To do:
Output the listing below, all of it, exactly as given.

*** Opening of Available records ***

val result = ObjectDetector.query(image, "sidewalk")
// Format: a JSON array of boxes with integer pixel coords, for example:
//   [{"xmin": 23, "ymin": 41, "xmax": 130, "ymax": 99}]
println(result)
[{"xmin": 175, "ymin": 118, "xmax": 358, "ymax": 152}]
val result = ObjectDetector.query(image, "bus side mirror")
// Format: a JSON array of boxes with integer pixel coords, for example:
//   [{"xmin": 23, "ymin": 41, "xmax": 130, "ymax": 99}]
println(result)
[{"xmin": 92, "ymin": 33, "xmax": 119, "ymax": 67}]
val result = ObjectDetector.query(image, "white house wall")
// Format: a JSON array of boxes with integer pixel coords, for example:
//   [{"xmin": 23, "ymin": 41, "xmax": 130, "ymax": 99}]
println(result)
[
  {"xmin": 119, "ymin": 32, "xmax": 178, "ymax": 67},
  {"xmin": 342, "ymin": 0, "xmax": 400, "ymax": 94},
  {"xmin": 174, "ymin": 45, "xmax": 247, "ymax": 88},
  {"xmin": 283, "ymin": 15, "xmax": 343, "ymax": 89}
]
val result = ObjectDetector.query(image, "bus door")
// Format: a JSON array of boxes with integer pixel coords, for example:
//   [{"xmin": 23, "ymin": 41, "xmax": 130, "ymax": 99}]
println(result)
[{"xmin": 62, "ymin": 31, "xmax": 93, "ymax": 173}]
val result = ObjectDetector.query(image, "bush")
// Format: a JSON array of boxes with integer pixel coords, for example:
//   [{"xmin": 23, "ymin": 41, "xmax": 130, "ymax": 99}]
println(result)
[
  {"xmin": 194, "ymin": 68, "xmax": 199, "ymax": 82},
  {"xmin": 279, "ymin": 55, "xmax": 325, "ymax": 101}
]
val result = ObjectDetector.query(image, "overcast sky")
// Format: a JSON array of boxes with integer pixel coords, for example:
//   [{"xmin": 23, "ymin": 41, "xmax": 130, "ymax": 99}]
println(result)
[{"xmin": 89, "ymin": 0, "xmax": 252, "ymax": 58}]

*** Close of Available records ***

Exercise result:
val result = ObjectDetector.query(image, "sidewalk")
// Format: a JSON array of boxes with integer pixel coords, for example:
//   [{"xmin": 23, "ymin": 41, "xmax": 130, "ymax": 99}]
println(result)
[{"xmin": 175, "ymin": 118, "xmax": 358, "ymax": 152}]
val result = ObjectDetector.query(image, "bus side mirror")
// Format: a JSON array of boxes with integer pixel coords, for example:
//   [{"xmin": 23, "ymin": 41, "xmax": 130, "ymax": 99}]
println(result)
[{"xmin": 92, "ymin": 33, "xmax": 119, "ymax": 67}]
val result = ObjectDetector.query(image, "white house wall")
// Format: a JSON array of boxes with integer pixel coords, for example:
//   [{"xmin": 23, "ymin": 41, "xmax": 130, "ymax": 99}]
println(result)
[
  {"xmin": 119, "ymin": 32, "xmax": 178, "ymax": 67},
  {"xmin": 342, "ymin": 0, "xmax": 400, "ymax": 94},
  {"xmin": 174, "ymin": 45, "xmax": 247, "ymax": 88},
  {"xmin": 283, "ymin": 15, "xmax": 343, "ymax": 89}
]
val result = ObjectDetector.query(image, "bus door")
// Format: a JSON array of boxes with integer pixel coords, for example:
//   [{"xmin": 23, "ymin": 41, "xmax": 130, "ymax": 99}]
println(result)
[{"xmin": 62, "ymin": 31, "xmax": 93, "ymax": 173}]
val result = ObjectDetector.query(image, "bush")
// Format: a JSON array of boxes with integer pixel coords, for example:
//   [{"xmin": 23, "ymin": 41, "xmax": 130, "ymax": 99}]
println(result)
[
  {"xmin": 194, "ymin": 68, "xmax": 199, "ymax": 82},
  {"xmin": 279, "ymin": 55, "xmax": 325, "ymax": 101}
]
val result = ObjectDetector.query(image, "overcast sky")
// Format: a JSON array of boxes with integer pixel coords, for example:
//   [{"xmin": 23, "ymin": 41, "xmax": 130, "ymax": 99}]
println(result)
[{"xmin": 89, "ymin": 0, "xmax": 252, "ymax": 58}]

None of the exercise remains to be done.